Преобразуйте в таблицу Markdown строки от строки с «Put a marker on each instance of the overcast» до строки с «[(603, 288)]» включительно, пропустив пустые. Столбцы назовите «Номер» и «Строка записи».

**Исходные данные**:
----

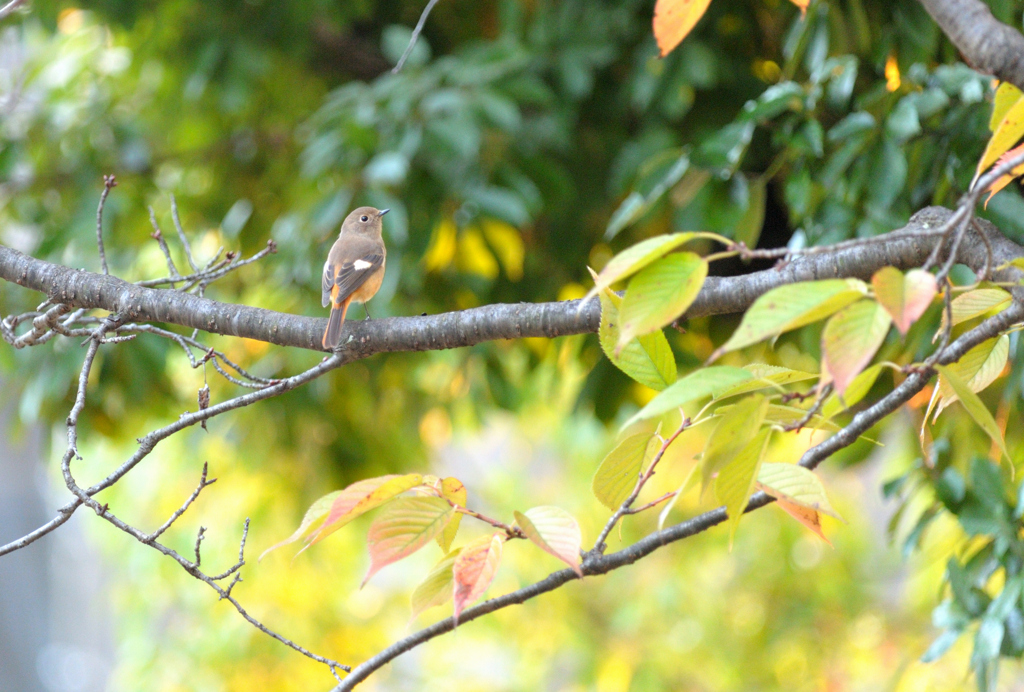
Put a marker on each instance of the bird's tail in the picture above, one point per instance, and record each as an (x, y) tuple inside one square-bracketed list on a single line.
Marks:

----

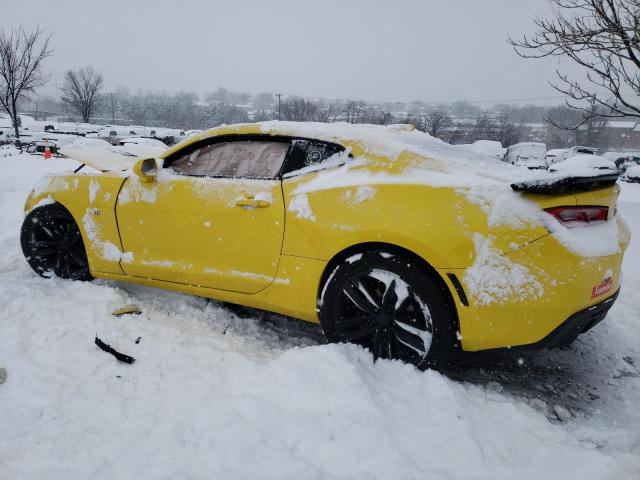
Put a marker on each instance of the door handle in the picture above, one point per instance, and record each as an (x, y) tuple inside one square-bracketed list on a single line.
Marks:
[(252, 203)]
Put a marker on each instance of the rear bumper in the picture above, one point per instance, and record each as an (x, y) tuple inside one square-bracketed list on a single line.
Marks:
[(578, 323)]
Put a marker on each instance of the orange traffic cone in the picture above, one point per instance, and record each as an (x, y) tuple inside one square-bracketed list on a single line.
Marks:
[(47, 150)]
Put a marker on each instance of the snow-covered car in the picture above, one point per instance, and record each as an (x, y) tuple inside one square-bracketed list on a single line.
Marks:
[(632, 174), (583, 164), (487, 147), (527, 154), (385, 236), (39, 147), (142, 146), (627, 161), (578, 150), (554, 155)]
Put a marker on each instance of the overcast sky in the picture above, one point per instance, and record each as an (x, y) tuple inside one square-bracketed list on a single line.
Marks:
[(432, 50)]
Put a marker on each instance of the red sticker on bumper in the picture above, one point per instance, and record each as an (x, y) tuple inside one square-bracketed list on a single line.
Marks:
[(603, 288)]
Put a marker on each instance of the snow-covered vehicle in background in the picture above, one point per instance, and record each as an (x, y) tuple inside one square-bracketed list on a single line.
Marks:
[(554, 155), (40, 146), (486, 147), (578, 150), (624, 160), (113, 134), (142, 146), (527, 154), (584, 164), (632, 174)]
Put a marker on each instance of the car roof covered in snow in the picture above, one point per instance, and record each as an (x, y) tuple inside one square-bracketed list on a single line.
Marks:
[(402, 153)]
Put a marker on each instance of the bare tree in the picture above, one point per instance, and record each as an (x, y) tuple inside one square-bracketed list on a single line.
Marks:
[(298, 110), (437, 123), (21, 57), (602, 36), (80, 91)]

----

**Правильный ответ**:
| Номер | Строка записи |
|---|---|
| 1 | Put a marker on each instance of the overcast sky in the picture above, one point per instance, and record each as an (x, y) tuple inside one square-bracketed list on a single line. |
| 2 | Marks: |
| 3 | [(432, 50)] |
| 4 | Put a marker on each instance of the red sticker on bumper in the picture above, one point per instance, and record each as an (x, y) tuple inside one square-bracketed list on a single line. |
| 5 | Marks: |
| 6 | [(603, 288)] |